▸ ENTRIES PROVIDED
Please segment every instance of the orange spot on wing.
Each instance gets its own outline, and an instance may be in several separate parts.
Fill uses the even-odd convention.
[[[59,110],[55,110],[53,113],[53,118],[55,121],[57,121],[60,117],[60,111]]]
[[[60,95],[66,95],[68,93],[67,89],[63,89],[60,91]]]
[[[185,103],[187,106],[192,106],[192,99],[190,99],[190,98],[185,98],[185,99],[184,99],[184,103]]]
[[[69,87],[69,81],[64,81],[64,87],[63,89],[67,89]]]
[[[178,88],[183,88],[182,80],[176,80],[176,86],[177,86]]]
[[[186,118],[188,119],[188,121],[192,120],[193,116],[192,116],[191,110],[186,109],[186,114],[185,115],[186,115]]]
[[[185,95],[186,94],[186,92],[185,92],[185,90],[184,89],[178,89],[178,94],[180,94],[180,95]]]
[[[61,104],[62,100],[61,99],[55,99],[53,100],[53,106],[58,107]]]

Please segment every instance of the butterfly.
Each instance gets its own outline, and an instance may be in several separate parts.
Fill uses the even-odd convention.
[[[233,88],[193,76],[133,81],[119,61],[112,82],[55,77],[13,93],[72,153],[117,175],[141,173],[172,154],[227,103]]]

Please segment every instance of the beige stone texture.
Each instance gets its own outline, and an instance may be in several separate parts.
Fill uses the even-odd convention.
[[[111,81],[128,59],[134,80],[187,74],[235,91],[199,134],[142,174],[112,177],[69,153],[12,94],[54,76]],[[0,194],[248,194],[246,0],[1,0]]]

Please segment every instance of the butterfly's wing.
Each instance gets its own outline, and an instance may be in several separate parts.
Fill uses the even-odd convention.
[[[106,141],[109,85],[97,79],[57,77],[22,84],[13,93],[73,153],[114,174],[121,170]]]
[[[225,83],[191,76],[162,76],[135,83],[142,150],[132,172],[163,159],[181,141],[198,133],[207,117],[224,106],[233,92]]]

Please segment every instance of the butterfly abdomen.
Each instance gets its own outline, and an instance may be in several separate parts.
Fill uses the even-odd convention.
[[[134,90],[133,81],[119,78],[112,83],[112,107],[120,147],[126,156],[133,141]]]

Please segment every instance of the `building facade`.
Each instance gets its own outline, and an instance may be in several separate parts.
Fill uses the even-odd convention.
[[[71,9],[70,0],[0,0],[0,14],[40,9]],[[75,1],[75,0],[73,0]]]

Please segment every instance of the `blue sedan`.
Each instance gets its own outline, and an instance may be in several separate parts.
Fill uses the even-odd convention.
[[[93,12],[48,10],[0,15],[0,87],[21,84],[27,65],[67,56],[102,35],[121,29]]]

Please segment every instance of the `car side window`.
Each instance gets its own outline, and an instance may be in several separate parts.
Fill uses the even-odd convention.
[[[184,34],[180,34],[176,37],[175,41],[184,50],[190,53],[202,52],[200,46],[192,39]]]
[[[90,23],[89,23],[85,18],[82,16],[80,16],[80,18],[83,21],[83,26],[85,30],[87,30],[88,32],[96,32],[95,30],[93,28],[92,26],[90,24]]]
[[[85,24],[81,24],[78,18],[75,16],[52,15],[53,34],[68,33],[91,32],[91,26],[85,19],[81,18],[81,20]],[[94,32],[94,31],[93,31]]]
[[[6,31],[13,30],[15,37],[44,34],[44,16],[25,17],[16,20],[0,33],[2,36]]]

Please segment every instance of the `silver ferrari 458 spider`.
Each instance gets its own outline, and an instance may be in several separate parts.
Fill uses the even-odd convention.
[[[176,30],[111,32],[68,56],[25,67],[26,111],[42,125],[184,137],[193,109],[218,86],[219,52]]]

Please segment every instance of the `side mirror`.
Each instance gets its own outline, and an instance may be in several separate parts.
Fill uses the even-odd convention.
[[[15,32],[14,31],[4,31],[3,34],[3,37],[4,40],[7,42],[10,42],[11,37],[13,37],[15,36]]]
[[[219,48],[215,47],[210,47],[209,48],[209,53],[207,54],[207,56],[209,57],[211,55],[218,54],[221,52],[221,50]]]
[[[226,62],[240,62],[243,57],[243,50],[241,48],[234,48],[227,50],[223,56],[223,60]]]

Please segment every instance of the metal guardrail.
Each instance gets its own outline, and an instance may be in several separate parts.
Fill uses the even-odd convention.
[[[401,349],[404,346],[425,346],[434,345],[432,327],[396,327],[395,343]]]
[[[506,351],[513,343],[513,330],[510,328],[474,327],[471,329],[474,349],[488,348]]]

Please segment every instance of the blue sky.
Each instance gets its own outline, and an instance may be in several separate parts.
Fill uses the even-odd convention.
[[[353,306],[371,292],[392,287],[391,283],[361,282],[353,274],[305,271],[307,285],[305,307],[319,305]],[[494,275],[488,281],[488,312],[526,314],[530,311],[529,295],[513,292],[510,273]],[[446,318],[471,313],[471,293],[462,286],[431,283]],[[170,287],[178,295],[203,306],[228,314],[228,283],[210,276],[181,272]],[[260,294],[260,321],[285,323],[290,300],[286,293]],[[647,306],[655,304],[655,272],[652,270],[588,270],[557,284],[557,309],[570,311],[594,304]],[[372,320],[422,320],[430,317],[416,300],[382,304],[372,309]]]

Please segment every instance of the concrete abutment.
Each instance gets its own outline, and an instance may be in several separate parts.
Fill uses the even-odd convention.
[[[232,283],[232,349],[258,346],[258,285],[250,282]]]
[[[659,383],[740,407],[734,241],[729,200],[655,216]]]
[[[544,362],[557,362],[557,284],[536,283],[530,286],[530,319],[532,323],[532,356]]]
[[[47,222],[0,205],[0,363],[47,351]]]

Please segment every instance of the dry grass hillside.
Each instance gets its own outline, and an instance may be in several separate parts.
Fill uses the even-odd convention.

▸ WHAT YOU HAVE TO DO
Return the data lines verbatim, beginning at the line that contains "Please segment every instance of the concrete" and ending after the line that contains "[[[47,222],[0,205],[0,363],[47,351]]]".

▸ FINAL RESULT
Please segment every instance of the concrete abutment.
Each instance gets its own outline, and an instance may be in several separate parts.
Fill uses the even-odd convention.
[[[232,283],[232,349],[258,346],[258,285],[250,282]]]
[[[659,383],[740,407],[734,241],[729,200],[655,216]]]
[[[544,362],[557,362],[557,284],[536,283],[530,286],[530,319],[532,323],[532,356]]]
[[[47,222],[0,205],[0,363],[47,351]]]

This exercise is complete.